DATA FOR THIS TASK:
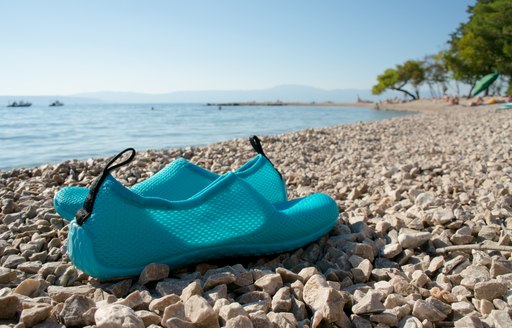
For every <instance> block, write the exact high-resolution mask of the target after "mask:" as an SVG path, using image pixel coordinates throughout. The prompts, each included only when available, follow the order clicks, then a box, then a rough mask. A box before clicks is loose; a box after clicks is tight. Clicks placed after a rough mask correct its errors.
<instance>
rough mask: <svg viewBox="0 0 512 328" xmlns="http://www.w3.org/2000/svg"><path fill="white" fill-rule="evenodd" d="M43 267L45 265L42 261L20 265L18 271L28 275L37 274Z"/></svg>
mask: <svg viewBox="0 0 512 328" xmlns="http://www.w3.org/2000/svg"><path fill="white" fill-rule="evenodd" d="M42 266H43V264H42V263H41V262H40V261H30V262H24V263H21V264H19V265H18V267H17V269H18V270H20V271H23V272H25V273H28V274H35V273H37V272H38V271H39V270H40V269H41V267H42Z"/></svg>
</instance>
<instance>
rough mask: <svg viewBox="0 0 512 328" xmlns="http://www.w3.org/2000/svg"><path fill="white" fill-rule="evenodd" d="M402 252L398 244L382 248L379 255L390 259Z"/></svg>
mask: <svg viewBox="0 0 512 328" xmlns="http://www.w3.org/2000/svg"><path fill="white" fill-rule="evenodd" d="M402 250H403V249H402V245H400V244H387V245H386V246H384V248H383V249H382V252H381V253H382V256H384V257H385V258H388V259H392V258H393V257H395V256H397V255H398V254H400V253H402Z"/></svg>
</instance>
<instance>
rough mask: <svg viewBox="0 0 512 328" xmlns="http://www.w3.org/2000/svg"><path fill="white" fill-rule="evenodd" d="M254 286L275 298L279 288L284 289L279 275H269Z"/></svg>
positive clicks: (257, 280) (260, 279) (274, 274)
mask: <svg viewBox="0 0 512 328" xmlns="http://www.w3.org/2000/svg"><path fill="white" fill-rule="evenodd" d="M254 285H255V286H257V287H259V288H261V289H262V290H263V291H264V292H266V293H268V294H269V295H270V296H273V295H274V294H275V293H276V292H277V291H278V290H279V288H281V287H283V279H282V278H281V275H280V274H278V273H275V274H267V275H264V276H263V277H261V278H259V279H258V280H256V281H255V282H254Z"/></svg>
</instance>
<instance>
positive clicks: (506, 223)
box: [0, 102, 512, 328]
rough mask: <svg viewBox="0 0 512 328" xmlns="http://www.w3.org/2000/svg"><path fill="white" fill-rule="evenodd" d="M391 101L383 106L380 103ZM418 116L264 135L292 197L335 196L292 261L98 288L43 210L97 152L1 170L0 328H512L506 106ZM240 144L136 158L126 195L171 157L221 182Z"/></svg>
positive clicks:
---
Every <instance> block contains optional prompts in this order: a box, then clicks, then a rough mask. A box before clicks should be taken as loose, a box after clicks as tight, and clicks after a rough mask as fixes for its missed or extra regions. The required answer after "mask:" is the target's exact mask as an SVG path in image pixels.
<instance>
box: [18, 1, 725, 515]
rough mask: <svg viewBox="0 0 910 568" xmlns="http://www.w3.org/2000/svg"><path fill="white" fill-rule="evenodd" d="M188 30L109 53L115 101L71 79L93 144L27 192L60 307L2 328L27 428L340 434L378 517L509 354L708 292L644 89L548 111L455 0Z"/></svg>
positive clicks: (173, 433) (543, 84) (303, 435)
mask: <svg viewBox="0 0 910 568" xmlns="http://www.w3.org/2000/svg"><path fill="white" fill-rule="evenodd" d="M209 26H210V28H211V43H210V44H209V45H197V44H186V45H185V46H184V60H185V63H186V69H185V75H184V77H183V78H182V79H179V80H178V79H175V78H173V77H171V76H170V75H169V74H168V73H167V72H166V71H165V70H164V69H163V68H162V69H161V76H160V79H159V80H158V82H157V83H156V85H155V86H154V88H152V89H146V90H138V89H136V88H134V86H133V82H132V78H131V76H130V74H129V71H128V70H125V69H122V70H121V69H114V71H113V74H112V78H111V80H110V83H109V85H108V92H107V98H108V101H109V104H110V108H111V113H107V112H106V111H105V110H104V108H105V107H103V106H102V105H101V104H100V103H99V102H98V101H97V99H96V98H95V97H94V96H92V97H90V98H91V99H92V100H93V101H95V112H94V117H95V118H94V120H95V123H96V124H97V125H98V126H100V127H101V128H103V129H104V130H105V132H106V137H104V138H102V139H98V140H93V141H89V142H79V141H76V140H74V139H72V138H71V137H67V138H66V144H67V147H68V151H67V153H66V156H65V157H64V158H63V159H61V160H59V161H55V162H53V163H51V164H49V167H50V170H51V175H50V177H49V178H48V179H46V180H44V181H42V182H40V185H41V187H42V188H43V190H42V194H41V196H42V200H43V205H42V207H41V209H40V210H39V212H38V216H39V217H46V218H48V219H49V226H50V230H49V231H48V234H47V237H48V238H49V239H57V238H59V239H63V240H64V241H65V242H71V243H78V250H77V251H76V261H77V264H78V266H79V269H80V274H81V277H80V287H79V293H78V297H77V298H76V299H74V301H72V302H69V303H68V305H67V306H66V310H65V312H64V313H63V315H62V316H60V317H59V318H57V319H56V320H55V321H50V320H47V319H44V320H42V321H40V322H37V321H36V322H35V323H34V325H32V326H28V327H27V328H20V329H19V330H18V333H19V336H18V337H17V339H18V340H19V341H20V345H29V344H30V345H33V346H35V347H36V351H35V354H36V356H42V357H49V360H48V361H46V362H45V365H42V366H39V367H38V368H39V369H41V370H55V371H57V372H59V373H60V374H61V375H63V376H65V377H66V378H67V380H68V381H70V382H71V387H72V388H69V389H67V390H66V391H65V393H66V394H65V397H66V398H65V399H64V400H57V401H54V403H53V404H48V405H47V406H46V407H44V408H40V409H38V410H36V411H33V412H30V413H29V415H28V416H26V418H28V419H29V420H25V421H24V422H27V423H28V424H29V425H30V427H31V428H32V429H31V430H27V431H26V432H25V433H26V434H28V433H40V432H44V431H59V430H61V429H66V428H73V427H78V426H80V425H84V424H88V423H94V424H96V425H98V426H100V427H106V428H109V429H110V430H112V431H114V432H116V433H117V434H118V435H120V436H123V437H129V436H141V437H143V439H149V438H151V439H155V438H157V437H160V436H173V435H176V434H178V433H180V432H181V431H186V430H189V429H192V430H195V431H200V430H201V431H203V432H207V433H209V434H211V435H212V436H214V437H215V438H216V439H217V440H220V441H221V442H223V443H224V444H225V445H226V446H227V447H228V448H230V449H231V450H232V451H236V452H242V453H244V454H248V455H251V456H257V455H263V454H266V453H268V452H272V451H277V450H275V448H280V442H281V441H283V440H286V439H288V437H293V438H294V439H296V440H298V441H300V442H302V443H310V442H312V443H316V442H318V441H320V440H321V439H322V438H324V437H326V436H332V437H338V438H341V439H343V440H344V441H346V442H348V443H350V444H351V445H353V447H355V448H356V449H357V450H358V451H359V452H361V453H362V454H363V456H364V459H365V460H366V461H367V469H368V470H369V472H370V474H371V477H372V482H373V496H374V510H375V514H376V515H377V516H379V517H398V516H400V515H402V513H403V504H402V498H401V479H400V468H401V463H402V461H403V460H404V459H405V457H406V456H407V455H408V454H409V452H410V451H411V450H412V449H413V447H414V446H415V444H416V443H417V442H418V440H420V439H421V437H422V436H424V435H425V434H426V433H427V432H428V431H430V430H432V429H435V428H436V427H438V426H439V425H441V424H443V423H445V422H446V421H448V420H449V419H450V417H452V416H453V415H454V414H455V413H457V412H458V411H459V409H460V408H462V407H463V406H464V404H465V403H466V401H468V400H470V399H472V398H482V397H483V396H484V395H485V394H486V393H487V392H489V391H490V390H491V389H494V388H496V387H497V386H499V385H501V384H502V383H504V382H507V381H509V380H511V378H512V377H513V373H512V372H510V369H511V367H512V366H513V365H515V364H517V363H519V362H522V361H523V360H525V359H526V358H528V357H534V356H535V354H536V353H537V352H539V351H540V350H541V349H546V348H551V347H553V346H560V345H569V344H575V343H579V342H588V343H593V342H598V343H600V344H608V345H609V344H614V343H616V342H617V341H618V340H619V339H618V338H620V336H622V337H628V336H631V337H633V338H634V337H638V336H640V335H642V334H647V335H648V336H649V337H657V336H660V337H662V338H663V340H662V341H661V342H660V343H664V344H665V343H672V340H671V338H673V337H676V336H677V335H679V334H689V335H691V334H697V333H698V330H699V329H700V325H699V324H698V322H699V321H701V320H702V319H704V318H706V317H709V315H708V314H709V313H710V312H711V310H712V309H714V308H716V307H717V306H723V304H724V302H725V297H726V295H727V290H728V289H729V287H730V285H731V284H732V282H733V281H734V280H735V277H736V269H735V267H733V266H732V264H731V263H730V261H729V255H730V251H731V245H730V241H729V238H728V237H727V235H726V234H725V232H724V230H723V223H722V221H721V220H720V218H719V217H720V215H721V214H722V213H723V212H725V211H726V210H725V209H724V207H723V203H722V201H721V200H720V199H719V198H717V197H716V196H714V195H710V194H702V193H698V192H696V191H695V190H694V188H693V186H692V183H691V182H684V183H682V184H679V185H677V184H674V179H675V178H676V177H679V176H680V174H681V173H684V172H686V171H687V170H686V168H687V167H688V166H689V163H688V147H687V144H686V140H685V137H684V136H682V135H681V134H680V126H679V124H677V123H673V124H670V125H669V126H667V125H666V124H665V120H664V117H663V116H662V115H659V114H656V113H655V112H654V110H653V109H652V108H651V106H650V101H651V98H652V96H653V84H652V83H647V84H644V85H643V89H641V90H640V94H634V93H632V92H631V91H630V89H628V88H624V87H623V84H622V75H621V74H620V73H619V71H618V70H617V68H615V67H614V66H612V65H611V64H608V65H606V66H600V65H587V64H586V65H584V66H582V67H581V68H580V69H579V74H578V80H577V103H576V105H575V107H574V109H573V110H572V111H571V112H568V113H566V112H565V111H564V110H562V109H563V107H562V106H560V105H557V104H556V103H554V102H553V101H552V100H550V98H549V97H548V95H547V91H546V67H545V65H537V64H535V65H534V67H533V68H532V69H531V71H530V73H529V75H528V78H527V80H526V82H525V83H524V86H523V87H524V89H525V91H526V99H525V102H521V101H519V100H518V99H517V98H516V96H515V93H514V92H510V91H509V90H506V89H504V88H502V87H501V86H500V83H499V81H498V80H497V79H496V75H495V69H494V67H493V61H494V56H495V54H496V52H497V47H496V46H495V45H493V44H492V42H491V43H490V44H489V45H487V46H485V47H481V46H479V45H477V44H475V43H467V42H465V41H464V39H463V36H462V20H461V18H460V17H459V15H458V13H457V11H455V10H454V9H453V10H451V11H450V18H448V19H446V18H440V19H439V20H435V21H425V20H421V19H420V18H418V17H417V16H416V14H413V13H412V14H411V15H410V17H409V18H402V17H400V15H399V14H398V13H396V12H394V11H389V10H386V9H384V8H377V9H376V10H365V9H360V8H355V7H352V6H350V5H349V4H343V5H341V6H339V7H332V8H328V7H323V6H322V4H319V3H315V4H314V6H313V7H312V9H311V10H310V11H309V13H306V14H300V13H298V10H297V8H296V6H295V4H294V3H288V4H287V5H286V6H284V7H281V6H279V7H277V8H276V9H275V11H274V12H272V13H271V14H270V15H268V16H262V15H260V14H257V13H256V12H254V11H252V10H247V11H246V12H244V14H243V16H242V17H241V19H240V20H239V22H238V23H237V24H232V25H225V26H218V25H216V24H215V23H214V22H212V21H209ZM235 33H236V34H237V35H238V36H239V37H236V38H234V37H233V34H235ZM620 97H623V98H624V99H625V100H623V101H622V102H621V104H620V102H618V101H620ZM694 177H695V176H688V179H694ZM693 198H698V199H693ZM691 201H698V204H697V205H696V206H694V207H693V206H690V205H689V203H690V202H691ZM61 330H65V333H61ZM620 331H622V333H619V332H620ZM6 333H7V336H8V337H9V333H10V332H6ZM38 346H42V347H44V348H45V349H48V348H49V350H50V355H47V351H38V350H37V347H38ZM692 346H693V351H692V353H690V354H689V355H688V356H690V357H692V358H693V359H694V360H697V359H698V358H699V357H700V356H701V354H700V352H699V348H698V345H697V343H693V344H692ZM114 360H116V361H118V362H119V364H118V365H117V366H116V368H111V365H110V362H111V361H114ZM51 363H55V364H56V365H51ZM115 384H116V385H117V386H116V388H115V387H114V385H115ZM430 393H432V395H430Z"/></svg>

WORK REQUEST:
Collect the lines of the records that include the string "then".

TASK SOLUTION:
For every <instance> block, write the exact high-resolution mask of the target after "mask:" as an SVG path, using image pixel coordinates throughout. The prompts, each included only when available, follow the order clicks, then a box, then a rough mask. A box before clicks is loose; a box after clicks is tight. Clicks placed after a rough mask correct its errors.
Every <instance> block contains optional prompts in this order: a box, then clicks, then a rough mask. A box before clicks should be taken as loose, a box after clicks as tight, and clicks after a rough mask as fixes for its missed or extra regions. The required answer after "mask:" is the target's exact mask as an SVG path in image pixels.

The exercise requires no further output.